(Data records)
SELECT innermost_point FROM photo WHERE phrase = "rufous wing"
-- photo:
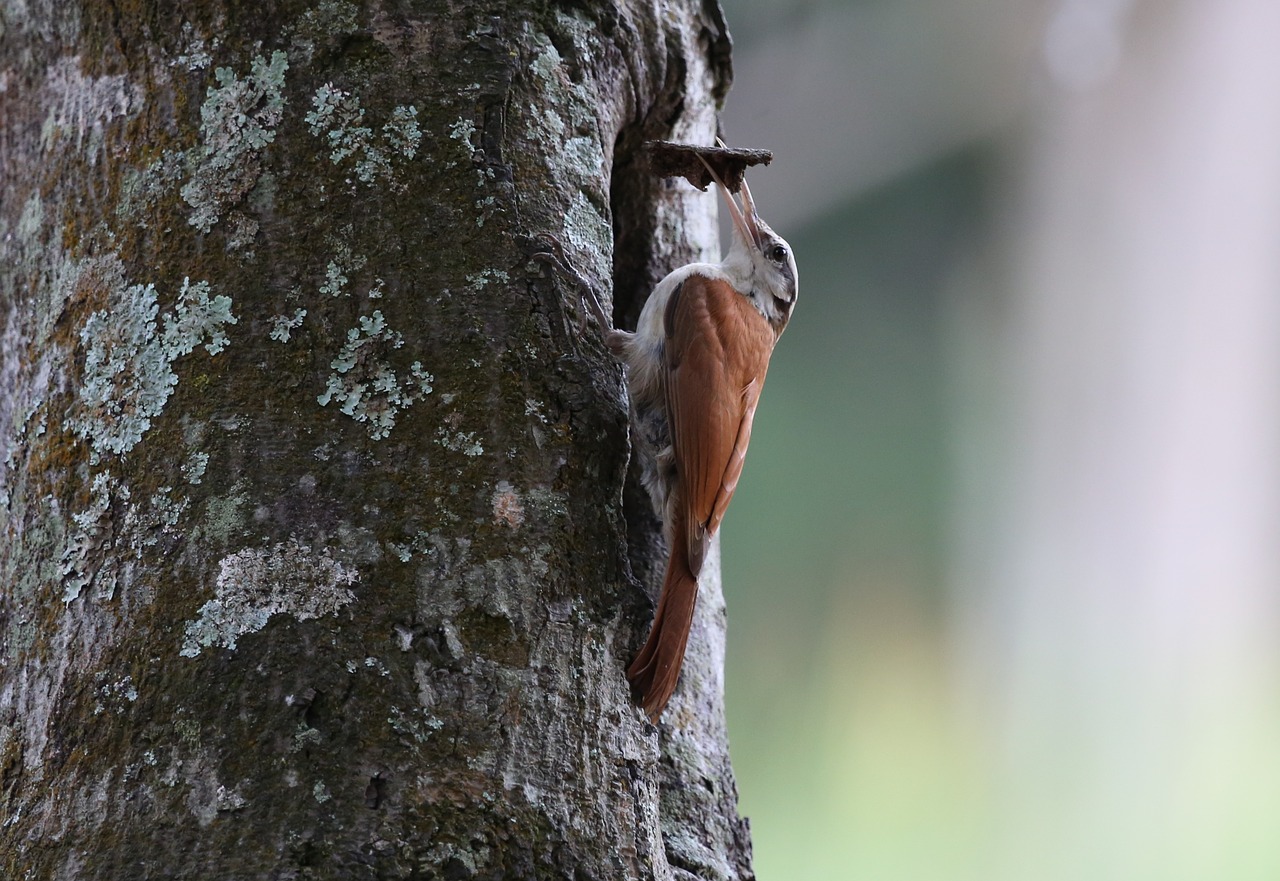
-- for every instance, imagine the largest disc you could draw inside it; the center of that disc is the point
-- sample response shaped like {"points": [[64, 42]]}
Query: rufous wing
{"points": [[717, 351]]}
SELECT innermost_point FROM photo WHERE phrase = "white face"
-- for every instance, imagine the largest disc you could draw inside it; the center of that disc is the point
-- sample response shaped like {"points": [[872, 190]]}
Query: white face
{"points": [[762, 261]]}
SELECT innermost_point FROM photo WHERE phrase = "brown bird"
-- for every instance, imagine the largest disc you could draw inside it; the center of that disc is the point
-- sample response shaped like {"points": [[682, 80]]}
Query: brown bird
{"points": [[695, 368]]}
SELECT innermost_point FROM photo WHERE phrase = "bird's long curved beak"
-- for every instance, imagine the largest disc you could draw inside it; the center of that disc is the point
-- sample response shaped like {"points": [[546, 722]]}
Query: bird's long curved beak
{"points": [[745, 222]]}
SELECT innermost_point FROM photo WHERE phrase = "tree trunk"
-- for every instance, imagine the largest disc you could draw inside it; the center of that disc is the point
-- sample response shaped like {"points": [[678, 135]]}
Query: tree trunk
{"points": [[319, 541]]}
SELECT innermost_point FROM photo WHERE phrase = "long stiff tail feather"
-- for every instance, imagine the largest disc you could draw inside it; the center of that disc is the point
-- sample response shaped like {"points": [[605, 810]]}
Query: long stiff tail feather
{"points": [[654, 672]]}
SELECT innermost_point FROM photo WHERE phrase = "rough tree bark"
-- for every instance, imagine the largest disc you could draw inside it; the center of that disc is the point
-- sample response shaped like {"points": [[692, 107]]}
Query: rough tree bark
{"points": [[318, 560]]}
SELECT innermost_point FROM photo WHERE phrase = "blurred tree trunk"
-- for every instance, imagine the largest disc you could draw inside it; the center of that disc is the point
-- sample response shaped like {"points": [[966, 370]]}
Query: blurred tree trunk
{"points": [[315, 558]]}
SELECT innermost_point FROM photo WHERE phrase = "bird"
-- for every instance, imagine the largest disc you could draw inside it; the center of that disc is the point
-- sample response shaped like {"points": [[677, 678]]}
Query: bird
{"points": [[695, 366]]}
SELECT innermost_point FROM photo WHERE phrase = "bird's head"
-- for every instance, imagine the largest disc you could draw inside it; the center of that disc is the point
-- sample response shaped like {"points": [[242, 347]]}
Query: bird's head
{"points": [[759, 263]]}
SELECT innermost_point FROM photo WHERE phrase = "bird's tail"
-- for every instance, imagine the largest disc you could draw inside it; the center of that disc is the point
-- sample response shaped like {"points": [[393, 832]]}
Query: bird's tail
{"points": [[654, 672]]}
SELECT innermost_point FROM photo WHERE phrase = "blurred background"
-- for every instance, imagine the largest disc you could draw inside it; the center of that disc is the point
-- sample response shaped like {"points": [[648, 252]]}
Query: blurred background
{"points": [[1004, 569]]}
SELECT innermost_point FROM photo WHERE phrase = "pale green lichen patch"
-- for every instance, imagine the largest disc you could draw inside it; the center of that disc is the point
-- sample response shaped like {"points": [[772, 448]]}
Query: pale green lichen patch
{"points": [[195, 319], [193, 469], [343, 261], [256, 584], [320, 23], [238, 119], [81, 105], [128, 374], [338, 118], [283, 325], [195, 56], [83, 552], [365, 387]]}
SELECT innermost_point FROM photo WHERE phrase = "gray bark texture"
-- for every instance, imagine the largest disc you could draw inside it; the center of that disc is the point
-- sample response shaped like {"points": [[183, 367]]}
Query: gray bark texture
{"points": [[320, 556]]}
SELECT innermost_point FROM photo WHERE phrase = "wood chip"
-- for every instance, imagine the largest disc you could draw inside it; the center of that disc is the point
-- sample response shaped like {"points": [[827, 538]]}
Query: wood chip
{"points": [[680, 160]]}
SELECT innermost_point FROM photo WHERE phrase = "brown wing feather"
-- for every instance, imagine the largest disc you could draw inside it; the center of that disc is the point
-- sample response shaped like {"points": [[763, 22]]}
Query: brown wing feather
{"points": [[717, 352]]}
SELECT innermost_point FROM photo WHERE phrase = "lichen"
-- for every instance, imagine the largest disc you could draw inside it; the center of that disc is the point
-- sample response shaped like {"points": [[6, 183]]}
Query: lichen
{"points": [[195, 319], [283, 325], [507, 507], [193, 469], [338, 118], [365, 387], [195, 55], [343, 261], [238, 119], [85, 548], [82, 105], [128, 374], [256, 584]]}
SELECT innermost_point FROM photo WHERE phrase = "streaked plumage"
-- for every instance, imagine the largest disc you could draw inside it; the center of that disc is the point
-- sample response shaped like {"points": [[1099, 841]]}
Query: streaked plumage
{"points": [[695, 369]]}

### [Given exercise]
Show every line of the records that contains the string "green", and treat case as significant.

### [Full answer]
SELECT innermost_point FROM photo WHERE phrase = "pale green lichen patch"
Query: pale green lichen patch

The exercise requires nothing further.